> [EXERCISE PROMPT] Duplicate the part of the items that opens with the line containing "Could you point to the man in" and closes with the line containing "Target: white long sleeve jacket", keeping every line exactly as it appears.

═══ DATA LINES ═══

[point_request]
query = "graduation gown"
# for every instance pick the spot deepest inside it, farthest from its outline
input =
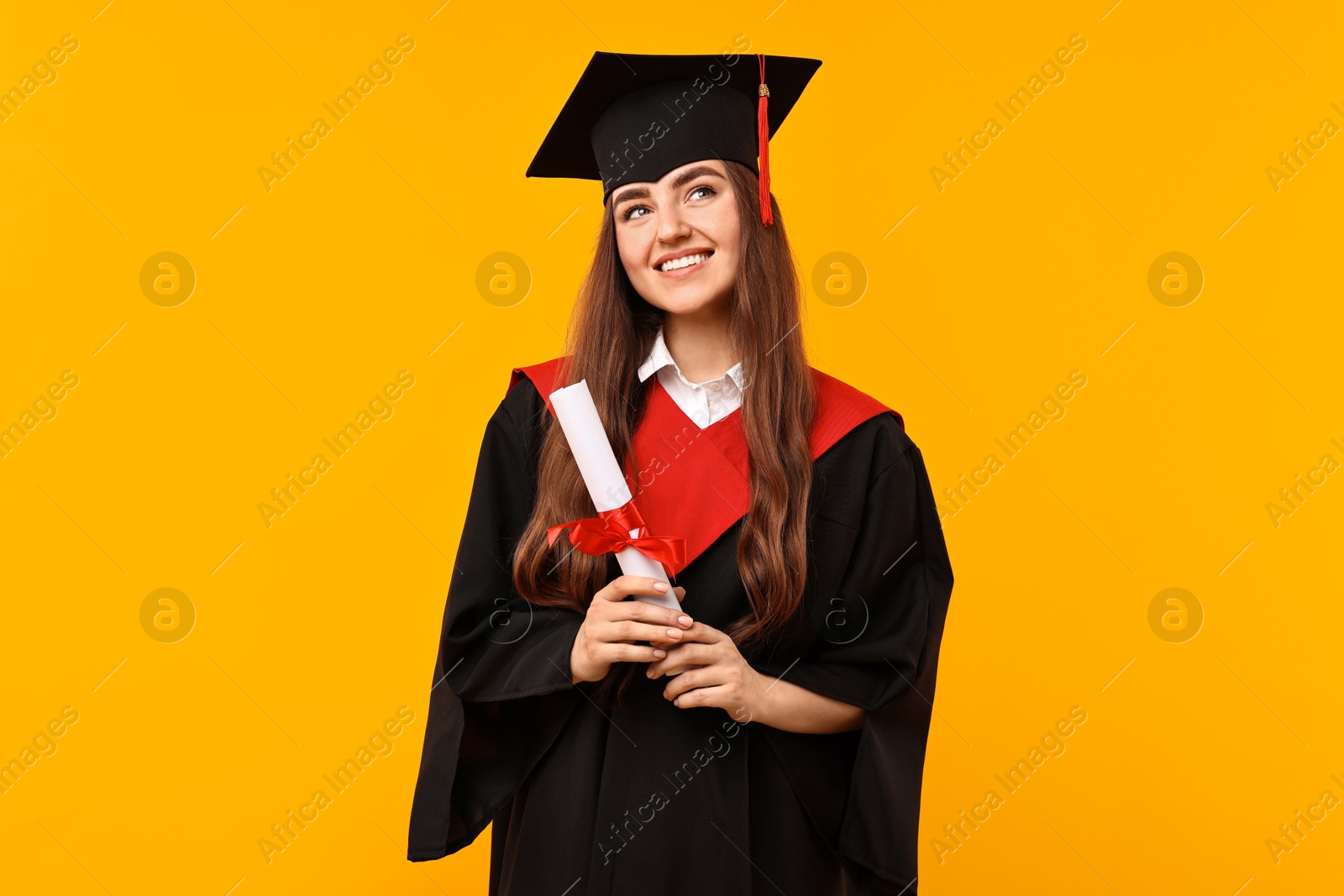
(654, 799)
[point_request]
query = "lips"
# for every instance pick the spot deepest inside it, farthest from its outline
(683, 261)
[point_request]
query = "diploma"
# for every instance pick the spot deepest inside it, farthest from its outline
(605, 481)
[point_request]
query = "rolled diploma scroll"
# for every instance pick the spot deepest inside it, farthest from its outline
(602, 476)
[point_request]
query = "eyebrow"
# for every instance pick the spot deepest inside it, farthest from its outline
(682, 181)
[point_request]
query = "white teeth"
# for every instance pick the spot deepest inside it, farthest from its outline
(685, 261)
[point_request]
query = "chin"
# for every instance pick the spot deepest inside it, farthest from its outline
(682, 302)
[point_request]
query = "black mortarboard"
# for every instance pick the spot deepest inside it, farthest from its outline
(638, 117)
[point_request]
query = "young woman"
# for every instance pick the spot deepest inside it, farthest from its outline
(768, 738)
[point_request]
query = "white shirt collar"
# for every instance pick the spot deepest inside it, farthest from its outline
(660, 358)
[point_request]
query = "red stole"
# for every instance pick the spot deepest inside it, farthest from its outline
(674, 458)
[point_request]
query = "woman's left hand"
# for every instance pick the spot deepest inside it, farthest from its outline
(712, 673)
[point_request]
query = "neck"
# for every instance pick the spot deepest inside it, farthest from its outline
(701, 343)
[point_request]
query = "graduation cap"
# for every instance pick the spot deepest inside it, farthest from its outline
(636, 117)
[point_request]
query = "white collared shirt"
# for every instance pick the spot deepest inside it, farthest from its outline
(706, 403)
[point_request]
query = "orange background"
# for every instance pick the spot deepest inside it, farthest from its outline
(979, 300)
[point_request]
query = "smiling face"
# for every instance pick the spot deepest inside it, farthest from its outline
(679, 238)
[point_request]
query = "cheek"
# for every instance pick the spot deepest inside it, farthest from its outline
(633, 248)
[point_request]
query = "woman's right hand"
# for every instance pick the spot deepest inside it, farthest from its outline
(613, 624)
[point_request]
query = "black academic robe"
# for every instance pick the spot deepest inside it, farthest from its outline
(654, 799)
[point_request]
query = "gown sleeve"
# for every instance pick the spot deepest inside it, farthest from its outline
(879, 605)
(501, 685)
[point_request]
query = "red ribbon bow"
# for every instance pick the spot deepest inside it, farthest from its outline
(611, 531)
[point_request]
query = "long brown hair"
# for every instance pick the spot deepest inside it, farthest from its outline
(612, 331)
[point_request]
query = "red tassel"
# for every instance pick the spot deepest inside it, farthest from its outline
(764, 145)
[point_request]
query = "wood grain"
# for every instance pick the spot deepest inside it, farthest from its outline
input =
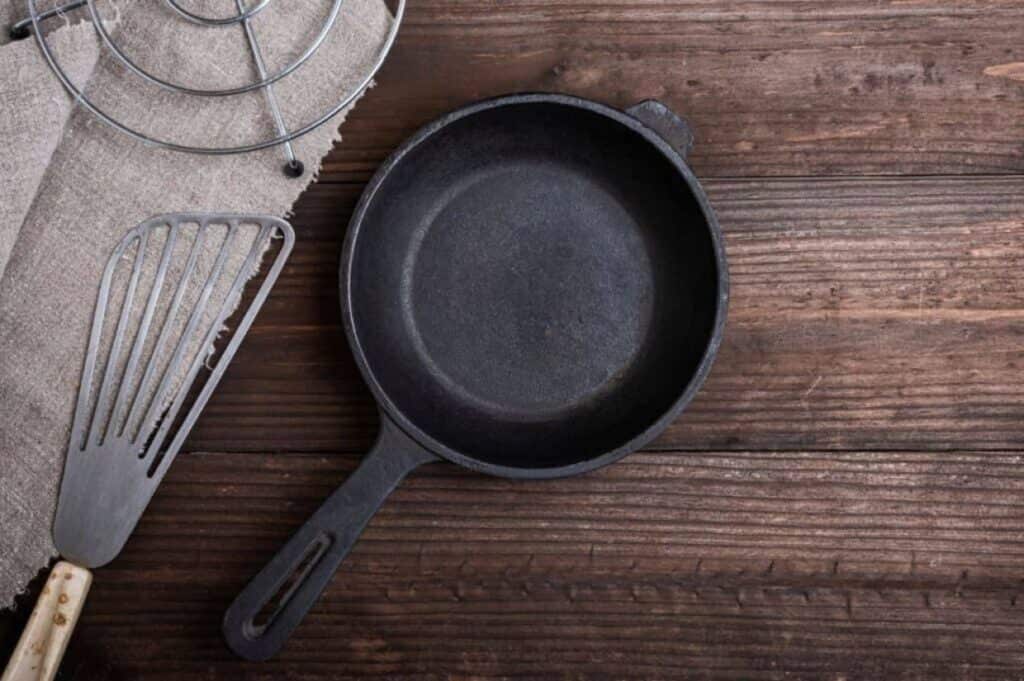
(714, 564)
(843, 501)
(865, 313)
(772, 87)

═══
═══ DATA LINES ═══

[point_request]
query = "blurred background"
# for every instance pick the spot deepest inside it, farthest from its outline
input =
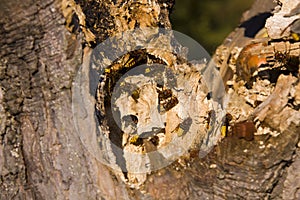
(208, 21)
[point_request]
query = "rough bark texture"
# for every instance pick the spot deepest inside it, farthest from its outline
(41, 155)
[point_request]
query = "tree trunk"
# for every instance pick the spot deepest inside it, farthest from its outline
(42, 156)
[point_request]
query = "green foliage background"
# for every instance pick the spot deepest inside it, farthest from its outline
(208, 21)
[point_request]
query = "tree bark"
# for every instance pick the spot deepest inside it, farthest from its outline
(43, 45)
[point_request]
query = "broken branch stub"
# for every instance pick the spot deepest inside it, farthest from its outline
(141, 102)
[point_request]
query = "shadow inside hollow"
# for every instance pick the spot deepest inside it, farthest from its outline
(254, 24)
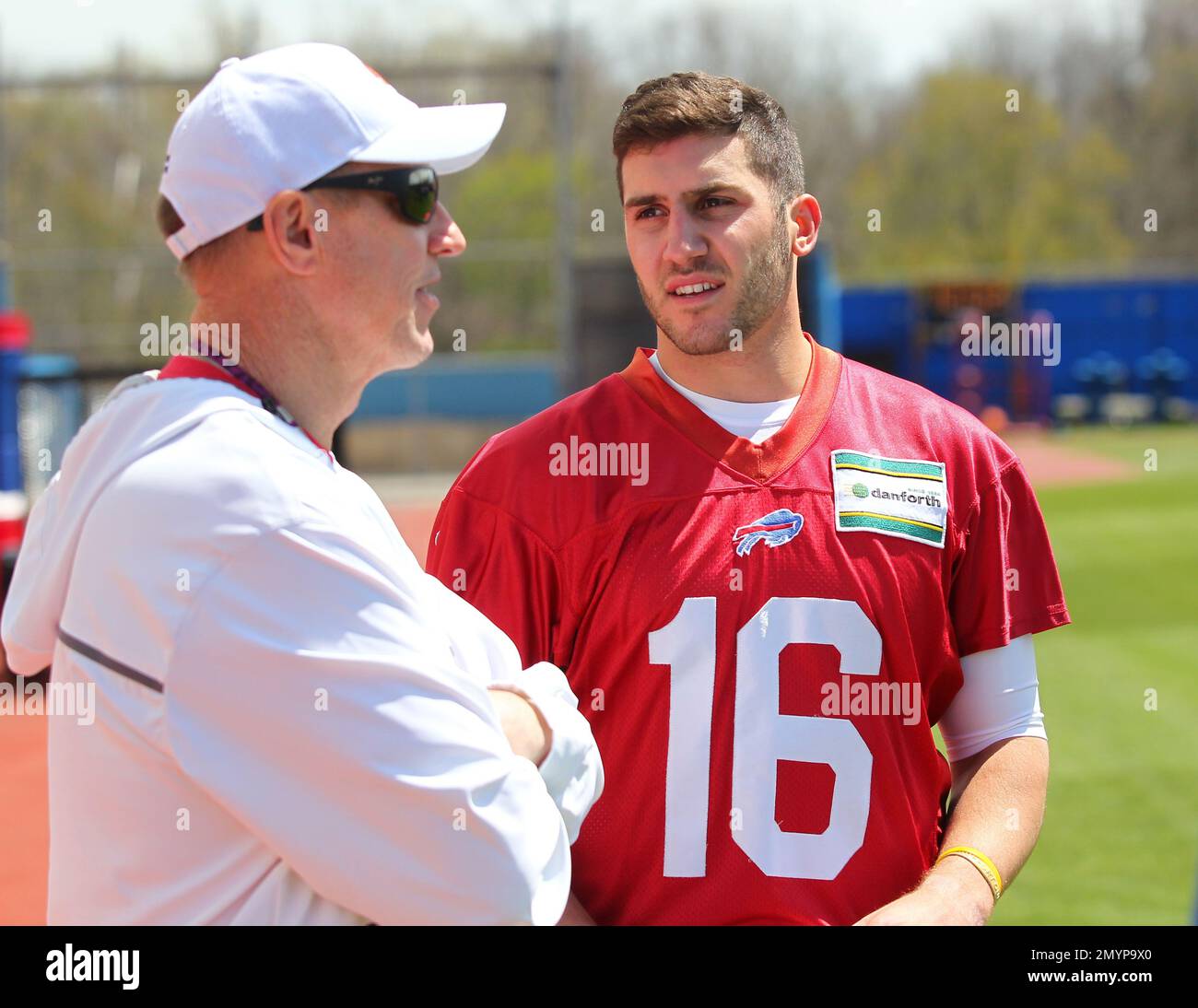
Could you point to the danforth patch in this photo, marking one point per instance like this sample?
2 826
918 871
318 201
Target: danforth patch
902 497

═══
═══ DATA LINES ═══

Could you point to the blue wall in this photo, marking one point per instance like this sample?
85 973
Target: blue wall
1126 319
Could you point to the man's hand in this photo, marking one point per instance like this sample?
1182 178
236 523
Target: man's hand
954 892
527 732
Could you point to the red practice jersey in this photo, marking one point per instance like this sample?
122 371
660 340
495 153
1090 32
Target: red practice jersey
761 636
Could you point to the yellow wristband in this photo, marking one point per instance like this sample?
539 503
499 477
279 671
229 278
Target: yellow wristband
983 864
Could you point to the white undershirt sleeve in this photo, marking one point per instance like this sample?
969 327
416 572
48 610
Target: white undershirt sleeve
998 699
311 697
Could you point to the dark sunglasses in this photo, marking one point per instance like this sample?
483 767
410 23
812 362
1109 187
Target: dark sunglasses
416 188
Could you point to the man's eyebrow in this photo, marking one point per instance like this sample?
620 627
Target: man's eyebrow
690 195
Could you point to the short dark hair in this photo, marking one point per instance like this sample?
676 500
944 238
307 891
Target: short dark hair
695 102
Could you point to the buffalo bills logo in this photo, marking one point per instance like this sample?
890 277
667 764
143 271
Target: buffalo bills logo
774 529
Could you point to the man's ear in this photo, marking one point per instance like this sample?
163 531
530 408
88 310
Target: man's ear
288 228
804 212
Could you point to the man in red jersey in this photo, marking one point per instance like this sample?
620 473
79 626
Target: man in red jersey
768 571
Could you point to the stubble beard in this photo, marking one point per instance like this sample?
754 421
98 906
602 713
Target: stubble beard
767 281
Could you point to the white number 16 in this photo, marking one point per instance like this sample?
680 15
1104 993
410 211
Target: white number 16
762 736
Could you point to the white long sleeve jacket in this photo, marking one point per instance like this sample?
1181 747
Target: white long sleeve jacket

═══

> [TASK RESPONSE]
Could you point to the man in red jersey in this photo, marking one point per instance like this sample?
620 473
79 626
Target: man in red jersey
768 571
Could you point to the stubble beard in this photo, marking one point per instance like this sample?
754 421
98 906
602 713
Target: stubble beard
767 281
Could you point to the white number 16 in this photo, marking one point per instance like this sample?
680 15
1104 993
410 211
Target: white number 16
762 736
Could you point to the white long sleeve jacket in this photo, marking one point per instance like this sample?
1181 747
Target: white long sleeve jacket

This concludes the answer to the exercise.